## Trecho fornecido
○ ○ ○ ○ ○
Publicado em 06/12/2018
APELAÇÃO CRIMINAL Nº 0000149-82.2016.4.03.6121/SP
2016.61.21.000149-2/SP
RELATOR : Desembargador Federal PAULO FONTES
APELANTE : EDSON BUENO DE TOLEDO
ADVOGADO : SP292391 DOMINGOS SÁVIO DE MORAES e outro(a)
APELADO(A) : Justica Publica
No. ORIG. : 00001498220164036121 2 Vr TAUBATE/SP

EMENTA

PENAL. APELAÇÃO CRIMINAL. CRIME DE PRECONCEITO. ART. 20, CAPUT E § 2º, DA LEI 7.716/1989. MATERIALIDADE INCONTROVERSA. AUTORIA E DOLO COMPROVADOS. OFENSAS POR MEIO DE REDES SOCIAIS. MANIFESTAÇÃO PRECONCEITUOSA QUE EXCEDE OS LIMITES JURÍDICOS DA MANIFESTAÇÃO DO PENSAMENTO. DOSIMETRIA DA PENA. PENA DE MULTA REFORMADA DE OFÍCIO. RECURSO DESPROVIDO.
1. A materialidade não foi objeto de recurso, ademais, restou devidamente comprovada nos autos pelas cópias das mensagens enviadas pelo réu à fl. 08 dos autos, assim como pelas declarações prestadas pelo próprio acusado tanto em sede policial quanto em sede judicial.
2. A autoria também restou plenamente comprovada, vez que o próprio apelante assumiu a titularidade do perfil e admitiu ser o autor das publicações de fl. 08.
○ ○ ○ ○ ○
## Tarefas a realizar
- A) Responda com base no trecho do acórdão:
(i) Quem é o relator?
(ii) Em que data foi publicado?
(iii) Em que folha dos autos estão as cópias das mensagens enviadas pelo réu?
- B) Transcreva do trecho do acórdão a parte que vai de "1. A materialidade" até "em sede judicial.".
- C) Diga se cada afirmação confere com o trecho do acórdão e cite as palavras que decidem:
(i) O apelante negou ser o autor das publicações.
(ii) A pena de multa foi reformada de ofício.
(iii) O recurso foi provido.
Não é preciso usar as linhas para nada.

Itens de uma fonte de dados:
○ ○ ○ ○ ○
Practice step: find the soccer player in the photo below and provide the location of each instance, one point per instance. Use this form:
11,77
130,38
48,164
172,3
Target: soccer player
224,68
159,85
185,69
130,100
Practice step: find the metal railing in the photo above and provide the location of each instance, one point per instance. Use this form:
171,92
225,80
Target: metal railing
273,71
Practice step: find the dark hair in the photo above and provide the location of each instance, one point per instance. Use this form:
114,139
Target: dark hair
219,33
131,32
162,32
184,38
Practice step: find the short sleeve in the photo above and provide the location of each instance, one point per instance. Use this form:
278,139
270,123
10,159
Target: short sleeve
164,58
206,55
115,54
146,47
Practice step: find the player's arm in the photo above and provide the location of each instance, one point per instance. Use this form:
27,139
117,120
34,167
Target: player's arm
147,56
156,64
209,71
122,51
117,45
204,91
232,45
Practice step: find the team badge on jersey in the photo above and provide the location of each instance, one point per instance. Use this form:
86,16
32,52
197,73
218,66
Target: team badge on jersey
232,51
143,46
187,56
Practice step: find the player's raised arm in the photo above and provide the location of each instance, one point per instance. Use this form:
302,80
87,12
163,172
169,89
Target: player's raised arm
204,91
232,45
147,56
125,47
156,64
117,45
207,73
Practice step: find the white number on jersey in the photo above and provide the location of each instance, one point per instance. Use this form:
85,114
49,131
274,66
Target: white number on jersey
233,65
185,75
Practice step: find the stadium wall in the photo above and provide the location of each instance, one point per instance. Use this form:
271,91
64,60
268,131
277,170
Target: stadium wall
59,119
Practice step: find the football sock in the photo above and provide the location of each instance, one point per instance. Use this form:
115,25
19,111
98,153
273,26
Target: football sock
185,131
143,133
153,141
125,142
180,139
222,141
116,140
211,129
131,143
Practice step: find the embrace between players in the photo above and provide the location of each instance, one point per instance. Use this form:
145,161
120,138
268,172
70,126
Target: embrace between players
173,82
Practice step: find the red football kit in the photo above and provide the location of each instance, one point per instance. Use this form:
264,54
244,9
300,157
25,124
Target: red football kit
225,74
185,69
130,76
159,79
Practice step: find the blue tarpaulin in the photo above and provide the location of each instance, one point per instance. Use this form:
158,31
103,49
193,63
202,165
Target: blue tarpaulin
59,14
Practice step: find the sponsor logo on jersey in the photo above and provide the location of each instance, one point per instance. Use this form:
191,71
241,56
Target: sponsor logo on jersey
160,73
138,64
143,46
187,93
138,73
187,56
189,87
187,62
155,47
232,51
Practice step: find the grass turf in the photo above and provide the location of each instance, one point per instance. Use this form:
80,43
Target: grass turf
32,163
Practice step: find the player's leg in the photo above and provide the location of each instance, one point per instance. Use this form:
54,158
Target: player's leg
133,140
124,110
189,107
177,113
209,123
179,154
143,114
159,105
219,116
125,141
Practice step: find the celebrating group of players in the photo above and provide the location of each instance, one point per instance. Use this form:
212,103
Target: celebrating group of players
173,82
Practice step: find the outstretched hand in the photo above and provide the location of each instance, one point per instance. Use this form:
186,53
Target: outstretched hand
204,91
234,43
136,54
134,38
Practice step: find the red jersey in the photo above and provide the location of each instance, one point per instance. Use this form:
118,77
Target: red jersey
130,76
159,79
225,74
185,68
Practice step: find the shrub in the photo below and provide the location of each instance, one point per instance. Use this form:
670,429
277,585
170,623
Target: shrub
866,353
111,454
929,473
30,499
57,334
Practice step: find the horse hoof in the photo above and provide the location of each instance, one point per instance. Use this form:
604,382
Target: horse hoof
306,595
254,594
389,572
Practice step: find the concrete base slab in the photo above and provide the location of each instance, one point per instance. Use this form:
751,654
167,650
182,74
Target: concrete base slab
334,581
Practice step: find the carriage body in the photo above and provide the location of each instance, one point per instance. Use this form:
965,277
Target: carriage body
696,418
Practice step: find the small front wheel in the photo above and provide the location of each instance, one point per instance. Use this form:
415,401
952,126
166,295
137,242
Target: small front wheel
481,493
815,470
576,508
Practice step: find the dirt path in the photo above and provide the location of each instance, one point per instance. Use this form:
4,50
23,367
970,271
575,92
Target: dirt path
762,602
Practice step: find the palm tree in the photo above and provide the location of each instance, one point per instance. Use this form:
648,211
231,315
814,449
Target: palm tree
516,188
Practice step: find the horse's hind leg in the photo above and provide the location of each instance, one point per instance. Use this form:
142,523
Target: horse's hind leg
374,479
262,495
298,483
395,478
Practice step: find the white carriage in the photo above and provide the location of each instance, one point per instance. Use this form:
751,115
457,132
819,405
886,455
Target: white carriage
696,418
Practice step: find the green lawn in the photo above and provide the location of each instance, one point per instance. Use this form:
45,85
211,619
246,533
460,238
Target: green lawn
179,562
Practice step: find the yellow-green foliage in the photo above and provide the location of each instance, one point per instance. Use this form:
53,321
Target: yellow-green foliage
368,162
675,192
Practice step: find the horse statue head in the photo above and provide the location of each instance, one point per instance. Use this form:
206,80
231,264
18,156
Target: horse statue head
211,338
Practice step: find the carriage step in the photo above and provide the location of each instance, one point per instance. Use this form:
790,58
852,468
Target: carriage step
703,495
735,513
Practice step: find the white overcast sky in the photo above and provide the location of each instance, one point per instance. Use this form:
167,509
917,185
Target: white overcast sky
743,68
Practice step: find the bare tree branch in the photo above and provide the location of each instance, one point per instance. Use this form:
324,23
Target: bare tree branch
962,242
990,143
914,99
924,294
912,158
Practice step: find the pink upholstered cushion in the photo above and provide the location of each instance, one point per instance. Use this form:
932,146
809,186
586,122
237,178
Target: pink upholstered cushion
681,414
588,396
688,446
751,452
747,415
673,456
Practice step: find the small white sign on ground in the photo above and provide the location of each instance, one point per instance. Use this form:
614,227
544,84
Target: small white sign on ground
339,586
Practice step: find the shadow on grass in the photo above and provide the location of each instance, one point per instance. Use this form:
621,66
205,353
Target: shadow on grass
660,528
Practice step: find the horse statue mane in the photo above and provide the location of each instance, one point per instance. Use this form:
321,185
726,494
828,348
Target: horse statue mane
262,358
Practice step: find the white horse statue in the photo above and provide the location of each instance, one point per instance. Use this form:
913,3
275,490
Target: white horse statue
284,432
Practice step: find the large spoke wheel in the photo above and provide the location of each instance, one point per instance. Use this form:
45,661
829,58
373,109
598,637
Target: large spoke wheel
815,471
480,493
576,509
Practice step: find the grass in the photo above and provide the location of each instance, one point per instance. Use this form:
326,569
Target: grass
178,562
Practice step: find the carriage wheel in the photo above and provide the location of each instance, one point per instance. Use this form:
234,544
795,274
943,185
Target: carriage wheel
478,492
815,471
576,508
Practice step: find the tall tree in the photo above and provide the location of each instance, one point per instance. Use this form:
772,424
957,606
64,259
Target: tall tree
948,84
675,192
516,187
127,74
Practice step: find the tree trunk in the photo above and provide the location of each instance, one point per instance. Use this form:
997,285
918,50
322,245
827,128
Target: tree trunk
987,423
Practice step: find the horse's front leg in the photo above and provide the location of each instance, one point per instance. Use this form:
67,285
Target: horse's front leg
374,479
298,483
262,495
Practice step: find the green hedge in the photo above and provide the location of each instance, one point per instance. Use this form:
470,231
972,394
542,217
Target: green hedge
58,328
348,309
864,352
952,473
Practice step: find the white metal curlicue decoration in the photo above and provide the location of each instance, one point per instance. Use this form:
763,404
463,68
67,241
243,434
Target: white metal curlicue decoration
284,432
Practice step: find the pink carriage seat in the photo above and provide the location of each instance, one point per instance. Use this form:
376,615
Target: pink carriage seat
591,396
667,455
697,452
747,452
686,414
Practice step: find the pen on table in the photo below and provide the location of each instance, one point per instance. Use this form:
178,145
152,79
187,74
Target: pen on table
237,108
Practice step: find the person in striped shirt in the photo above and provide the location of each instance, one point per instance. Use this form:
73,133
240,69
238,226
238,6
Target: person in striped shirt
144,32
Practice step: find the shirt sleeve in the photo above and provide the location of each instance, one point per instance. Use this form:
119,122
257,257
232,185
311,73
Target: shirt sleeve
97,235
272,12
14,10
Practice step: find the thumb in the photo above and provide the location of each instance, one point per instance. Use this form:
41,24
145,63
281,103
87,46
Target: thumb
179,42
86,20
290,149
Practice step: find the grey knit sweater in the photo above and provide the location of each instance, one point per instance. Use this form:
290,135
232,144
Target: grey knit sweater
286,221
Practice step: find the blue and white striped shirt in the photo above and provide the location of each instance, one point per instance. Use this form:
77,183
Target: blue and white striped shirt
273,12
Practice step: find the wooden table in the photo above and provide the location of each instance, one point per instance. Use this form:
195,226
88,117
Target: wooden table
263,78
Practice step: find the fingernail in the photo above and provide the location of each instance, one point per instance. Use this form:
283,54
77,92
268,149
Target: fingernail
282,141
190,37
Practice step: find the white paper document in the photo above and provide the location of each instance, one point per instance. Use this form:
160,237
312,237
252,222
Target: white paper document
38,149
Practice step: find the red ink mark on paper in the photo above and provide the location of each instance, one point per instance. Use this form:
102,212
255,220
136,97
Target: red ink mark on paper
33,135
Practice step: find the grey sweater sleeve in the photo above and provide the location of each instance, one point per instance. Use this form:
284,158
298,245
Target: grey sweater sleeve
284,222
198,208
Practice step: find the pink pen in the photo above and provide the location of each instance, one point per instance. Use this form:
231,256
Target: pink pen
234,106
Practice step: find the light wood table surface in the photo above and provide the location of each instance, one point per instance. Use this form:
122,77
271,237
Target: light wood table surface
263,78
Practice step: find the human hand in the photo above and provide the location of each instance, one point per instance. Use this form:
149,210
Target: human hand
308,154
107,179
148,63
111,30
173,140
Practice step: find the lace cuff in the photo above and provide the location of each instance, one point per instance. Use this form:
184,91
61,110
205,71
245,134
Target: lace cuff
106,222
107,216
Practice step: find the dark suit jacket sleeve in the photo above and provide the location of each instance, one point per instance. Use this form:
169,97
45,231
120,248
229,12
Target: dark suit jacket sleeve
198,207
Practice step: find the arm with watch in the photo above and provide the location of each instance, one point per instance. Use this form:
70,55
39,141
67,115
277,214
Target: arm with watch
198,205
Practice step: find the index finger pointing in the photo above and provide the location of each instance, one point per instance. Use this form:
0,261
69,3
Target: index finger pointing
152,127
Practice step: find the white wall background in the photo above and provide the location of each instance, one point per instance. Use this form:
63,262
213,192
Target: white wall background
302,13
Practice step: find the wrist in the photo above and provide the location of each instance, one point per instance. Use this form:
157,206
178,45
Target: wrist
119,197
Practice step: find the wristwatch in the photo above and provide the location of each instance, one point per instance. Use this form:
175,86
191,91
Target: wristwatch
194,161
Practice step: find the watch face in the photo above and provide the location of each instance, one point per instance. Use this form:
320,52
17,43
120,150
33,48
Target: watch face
○ ○ ○ ○ ○
## Respostas por tarefa
- A)
(i) Desembargador Federal Paulo Fontes
(ii) 06/12/2018
(iii) Na fl. 08

- B)
1. A materialidade não foi objeto de recurso, ademais, restou devidamente comprovada nos autos pelas cópias das mensagens enviadas pelo réu à fl. 08 dos autos, assim como pelas declarações prestadas pelo próprio acusado tanto em sede policial quanto em sede judicial.

- C)
(i) Não: "admitiu ser o autor das publicações de fl. 08"
(ii) Sim: "PENA DE MULTA REFORMADA DE OFÍCIO"
(iii) Não: "RECURSO DESPROVIDO"